> **SELECTED EXCERPT**:
** Begin **

Should the medium provided for the heating of the liquid be unavailable in 
sufficient amounts or at the desired temperature, a pump can be provided 
to enhance the flow which develops in the heat conducting body 2, which 
pump takes care of the necessary circulation speed and thus contributes to 
improved heat transfer. In addition, it is possible to provide an electric 
heating device 8 in the interior 18 of the heat exchanger. This is 
switched on for the support of the entire system when an insufficient 
amount of heat is made available by the medium to be cooled. With its aid, 
it is possible, in an economical manner, to always have constant supply of 
heat available at the upper part of the heat exchanger. 
The heat conducting body 2 can consist of metallic or other materials. When 
the materials are metallic, heat transfer along the heat conducting body 2 
to the cooling liquid present outwardly of the heat conducting body 2 has 
to be taken into account. In contradistinction, other materials, such as 
synthetic plastic materials and ceramic materials, act insulatingly, so 
that a good warming-up of the liquid to be heated within the heat 
conducting body 2 can be anticipated even at a small temperature 
difference. Especially in these cases, it is important to so keep the heat 
contents within the heat conducting body 2 that natural flow of the liquid 
which is being heated can form within the heat conducting body 2. For this 
reason, it is proposed in these cases to make the heat conducting body 2 
of materials which constitute poor heat conductors. 
The function of the heat exchanger according to the invention is 
independent of the constructional arrangement of the bottom plate 12. The 
heat conducting body 2 with the heating body 3 extending in the same can 
now be also introduced into the outer jacket 1 in a different manner. For 
instance, it is to be contemplated that the heat conducting body 2 and the 
heating body 3 are introduced into outer jacket 1 from above. In this 
case, there is to be provided in the upper bottom a closing plate with 
which the heat conducting body 2 as well as the heating body 3 are 
connected.

** End **

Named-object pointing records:
** Begin **

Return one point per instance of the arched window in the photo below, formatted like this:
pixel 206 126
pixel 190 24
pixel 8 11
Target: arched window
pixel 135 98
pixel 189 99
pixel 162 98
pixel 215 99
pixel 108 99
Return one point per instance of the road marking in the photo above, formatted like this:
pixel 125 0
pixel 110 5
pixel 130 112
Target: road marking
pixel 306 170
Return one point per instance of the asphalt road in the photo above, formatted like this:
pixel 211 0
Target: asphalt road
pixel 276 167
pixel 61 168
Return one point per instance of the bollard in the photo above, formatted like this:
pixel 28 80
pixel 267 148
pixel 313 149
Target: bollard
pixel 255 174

** End **
** Begin **

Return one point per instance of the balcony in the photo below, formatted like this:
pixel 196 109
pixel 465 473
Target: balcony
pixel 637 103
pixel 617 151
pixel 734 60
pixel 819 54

** End **

> **DIRECTION A**:
From the heat exchanger excerpt, reproduce the passage from "Should the medium" to "part of the heat exchanger.".
> **DIRECTION B**:
Which materials does the heat exchanger excerpt say act insulatingly?

> **CORRECT RESULT A**:
Should the medium provided for the heating of the liquid be unavailable in 
sufficient amounts or at the desired temperature, a pump can be provided 
to enhance the flow which develops in the heat conducting body 2, which 
pump takes care of the necessary circulation speed and thus contributes to 
improved heat transfer. In addition, it is possible to provide an electric 
heating device 8 in the interior 18 of the heat exchanger. This is 
switched on for the support of the entire system when an insufficient 
amount of heat is made available by the medium to be cooled. With its aid, 
it is possible, in an economical manner, to always have constant supply of 
heat available at the upper part of the heat exchanger.

> **CORRECT RESULT B**:
Synthetic plastic materials and ceramic materials.